Instruction 1 =>
Could you rescale the records from the line containing "Where can you find the gray" through the end of the records, both included, and give only those lines, requests included? Multiply every coordinate in the answers by 0.35 and round to whole numbers, with halves rounded up, but leave the requests and their format samples unchanged.
Instruction 2 =>
How would you extend the Hacker News discussion about piping files with cat, picking up right after its last sentence?

Text =>
+ + +
Hacker News new | past | comments | ask | show | jobs | submit login

I'm probably nitpicking, but if you're using cat to pipe a single file into the sdtin of another program, you most likely don't need the cat in the first place, you can just redirect the file to the process' stdin. Unless, of course, you're actually concatenating multiple files or maybe a file and stdin together.

Disclaimer: I do cat-piping myself quite a bit out of habit, so I'm not trying to look down at the author or anything like that! :)




In fact, I don't like people optimizing shell scripts for performance. I mean, shell scripts are slow by design and if you need something fast, you choose the wrong technology in the first place.

Instead, shell script should be optimized for readability and portability and I think it is much easier to understand something like 'read | change >write' than 'change <read >write'. So I like to write pipelines like this:

  cat foo.txt \
    | grep '^x' \
    | sed 's/a/b/g' \
    | awk '{print $2}' \
    | wc -l >bar.txt
It might be not the most efficient processing method, but I think it is quite readable.

For those who disagree with me: You might find the pure-bash-bible [1] valuable. While I admire their passion for shell scripts, I think they are optimizing to the wrong end. I would be more a fan of something along the lines of 'readable-POSIX-shell-bible' ;-)

[1]: https://github.com/dylanaraps/pure-bash-bible


IMHO, shell scripts are a minefield and if you want something readable and portable, this is also the wrong technology. They are convenient though. They are like the Excel macros of the UNIX world.

Now back to the topic of "cat", which is a great example of why shell scripts are minefields.
+ + +
Coordinate labeling data =>
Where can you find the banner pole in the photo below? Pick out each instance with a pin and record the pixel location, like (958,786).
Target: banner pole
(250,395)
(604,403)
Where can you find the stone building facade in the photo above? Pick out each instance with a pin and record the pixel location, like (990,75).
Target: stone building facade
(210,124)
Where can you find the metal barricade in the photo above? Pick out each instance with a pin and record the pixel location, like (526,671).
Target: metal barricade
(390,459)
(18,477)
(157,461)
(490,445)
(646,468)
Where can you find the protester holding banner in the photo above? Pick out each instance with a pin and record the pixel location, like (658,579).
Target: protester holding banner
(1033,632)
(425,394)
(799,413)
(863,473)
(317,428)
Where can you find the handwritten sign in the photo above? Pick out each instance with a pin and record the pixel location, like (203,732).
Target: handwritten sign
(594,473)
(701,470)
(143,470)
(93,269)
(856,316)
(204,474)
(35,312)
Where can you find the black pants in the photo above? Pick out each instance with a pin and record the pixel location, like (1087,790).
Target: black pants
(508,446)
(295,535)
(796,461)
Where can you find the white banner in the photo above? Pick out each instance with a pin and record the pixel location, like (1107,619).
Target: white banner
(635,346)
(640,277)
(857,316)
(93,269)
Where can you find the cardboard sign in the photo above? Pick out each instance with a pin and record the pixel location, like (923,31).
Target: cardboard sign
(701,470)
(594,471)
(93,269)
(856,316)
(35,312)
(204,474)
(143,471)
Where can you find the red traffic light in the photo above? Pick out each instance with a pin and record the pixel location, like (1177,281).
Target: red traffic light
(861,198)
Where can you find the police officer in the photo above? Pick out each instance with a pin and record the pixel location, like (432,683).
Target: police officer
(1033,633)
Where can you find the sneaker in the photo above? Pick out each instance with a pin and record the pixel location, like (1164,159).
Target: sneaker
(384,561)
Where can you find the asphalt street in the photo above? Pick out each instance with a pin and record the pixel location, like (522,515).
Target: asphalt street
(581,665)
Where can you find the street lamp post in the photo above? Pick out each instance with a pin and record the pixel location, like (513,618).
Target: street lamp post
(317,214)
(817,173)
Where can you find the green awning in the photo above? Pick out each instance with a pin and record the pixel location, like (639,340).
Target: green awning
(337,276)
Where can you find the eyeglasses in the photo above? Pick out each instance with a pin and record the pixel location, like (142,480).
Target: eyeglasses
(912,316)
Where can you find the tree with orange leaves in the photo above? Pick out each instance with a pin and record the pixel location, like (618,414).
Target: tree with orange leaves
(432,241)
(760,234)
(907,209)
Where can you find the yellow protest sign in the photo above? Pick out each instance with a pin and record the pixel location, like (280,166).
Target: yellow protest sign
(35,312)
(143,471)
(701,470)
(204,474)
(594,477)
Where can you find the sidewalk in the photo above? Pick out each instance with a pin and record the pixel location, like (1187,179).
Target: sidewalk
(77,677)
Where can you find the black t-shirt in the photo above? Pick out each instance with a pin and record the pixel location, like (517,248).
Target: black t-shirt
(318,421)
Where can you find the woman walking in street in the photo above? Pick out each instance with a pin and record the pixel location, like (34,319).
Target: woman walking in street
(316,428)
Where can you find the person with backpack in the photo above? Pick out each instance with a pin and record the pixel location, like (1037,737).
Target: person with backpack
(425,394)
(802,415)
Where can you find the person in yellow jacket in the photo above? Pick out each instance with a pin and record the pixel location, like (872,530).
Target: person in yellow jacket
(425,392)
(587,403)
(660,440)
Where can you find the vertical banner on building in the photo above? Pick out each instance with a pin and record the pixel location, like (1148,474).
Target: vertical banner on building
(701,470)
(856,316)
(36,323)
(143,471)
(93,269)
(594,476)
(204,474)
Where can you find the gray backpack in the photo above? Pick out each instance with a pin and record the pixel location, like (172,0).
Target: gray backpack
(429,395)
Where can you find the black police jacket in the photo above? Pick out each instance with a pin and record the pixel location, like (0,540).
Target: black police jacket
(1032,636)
+ + +
Exercise output 1 =>
Where can you find the gray backpack in the photo above? Pick out each instance with a pin and record the pixel location, like (172,0).
Target: gray backpack
(150,138)
Where can you find the black police jacket in the photo above? Pick out each instance with a pin and record the pixel location, like (0,540).
Target: black police jacket
(361,223)

Exercise output 2 =>
Replace "foo.txt" with a user supplied variable, let's call it "$F". It becomes cat $F | blah_blah... I mean cat "$F" | blah_blah, first trap, but everyone knows that.

Now, if F='-n', second trap. What you think is a file will be considered an option and cat will wait for user input, like when no file is given. Ok, so you need to do cat -- "$F" | blah_blah.

That should be OK in every case now, but remember that "cat" is just another executable, or maybe a builtin. For some reason, on your system "cat --" may not work, or some asshat may have added "." in your PATH and you may be in a directory with a file named "cat". Or maybe some alias that decides to add color.

There are other things to consider, like your locale that may mess up you output with comas instead of decimal points and unicode characters. For that reason, you need to be very careful every time you call a command and even more so if you pipe the output.

For that reason, I avoid using "cat" in scripts. It is an extra command call and all the associated headaches I can do without.


> Now, if F='-n', second trap

You're not wrong, but I think it's worth pointing out that's a trap that comes up any time you exec another program, whether it's from shell or python. I can't reasonably expect `subprocess.run(["cat", somevar])` to work if `somevar = "-n"`.

(Now, obviously, I'm not going to "cat" from python, but I might "kubectl" or something else that requires care around the arguments)


> Replace "foo.txt" with a user supplied variable, let's call it "$F". It becomes cat $F | blah_blah... I mean cat "$F" | blah_blah, first trap, but everyone knows that.

I think that you forgot to edit the "I mean" to "echo $F" :)


I agree with the sentiment, but my critique applies so generally that it must be noted: if a command accepts a filename as a parameter, you should absolutely pass it as a parameter rather than `cat` it over stdin.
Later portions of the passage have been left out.